**EXERCISE DIRECTIONS:** Write out each of the items below again, line for line and without any change.

** start DATA SUPPLIED **

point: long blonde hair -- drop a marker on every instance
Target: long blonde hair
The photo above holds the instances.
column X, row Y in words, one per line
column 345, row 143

** end DATA SUPPLIED **

**EXERCISE RESPONSE:**
point: long blonde hair -- drop a marker on every instance
Target: long blonde hair
The photo above holds the instances.
column X, row Y in words, one per line
column 345, row 143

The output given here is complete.